··· ROWS ···

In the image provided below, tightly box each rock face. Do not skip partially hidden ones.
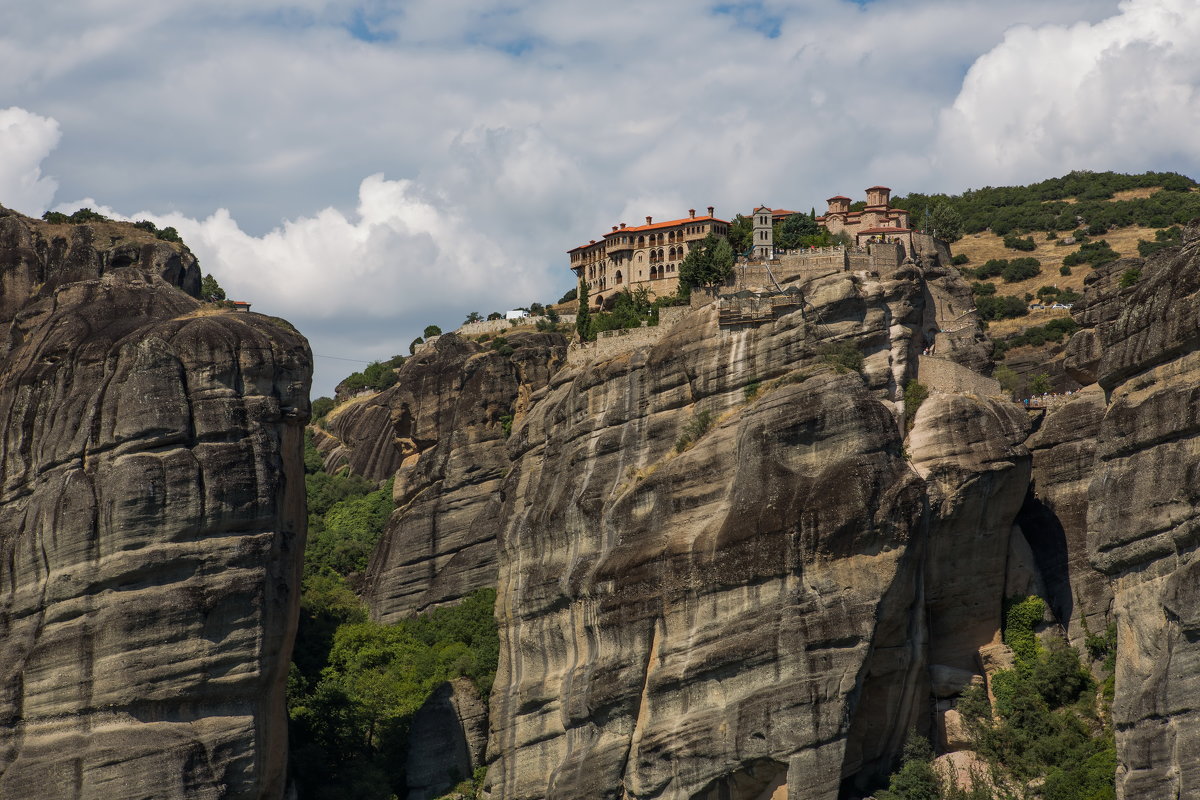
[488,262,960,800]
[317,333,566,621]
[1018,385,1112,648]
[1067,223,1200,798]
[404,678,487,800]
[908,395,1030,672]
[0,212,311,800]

···
··· ROWS ···

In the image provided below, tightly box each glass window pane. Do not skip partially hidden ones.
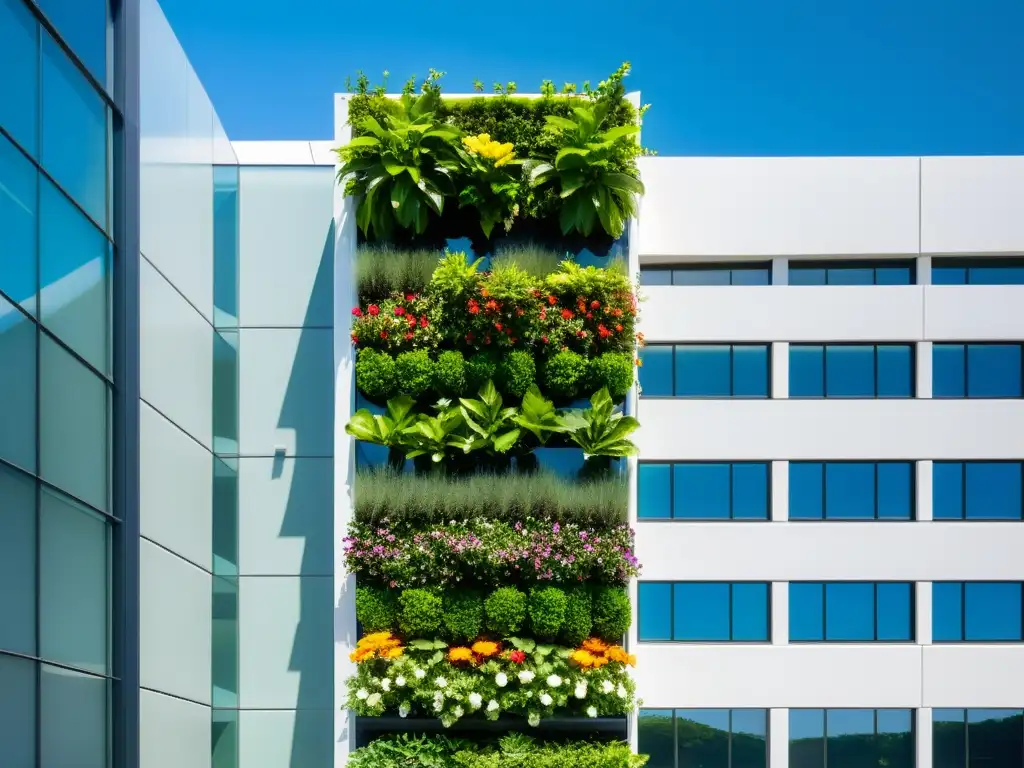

···
··· ROWS ···

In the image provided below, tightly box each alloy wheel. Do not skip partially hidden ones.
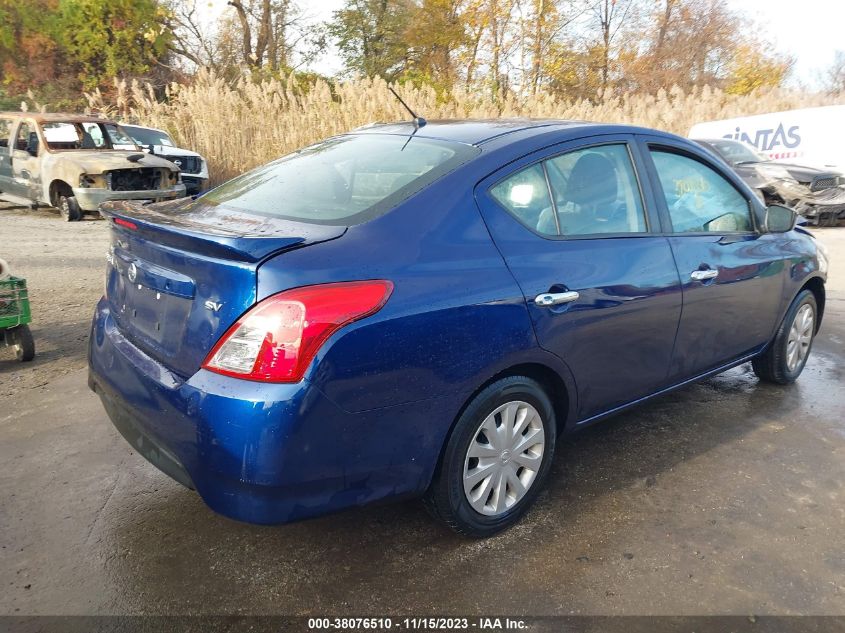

···

Copy out the records above verbatim, starting at the line that contains "In the image provided below, tightly box each rock" and ending at the line that contains "[0,212,311,800]", with both of those lines included. Leave the pictures out.

In the image provided below, tightly box each rock face. Do not skip partially hidden ones.
[488,262,960,800]
[317,333,566,621]
[1018,385,1112,648]
[1067,223,1200,798]
[404,678,487,800]
[908,395,1030,672]
[0,212,311,800]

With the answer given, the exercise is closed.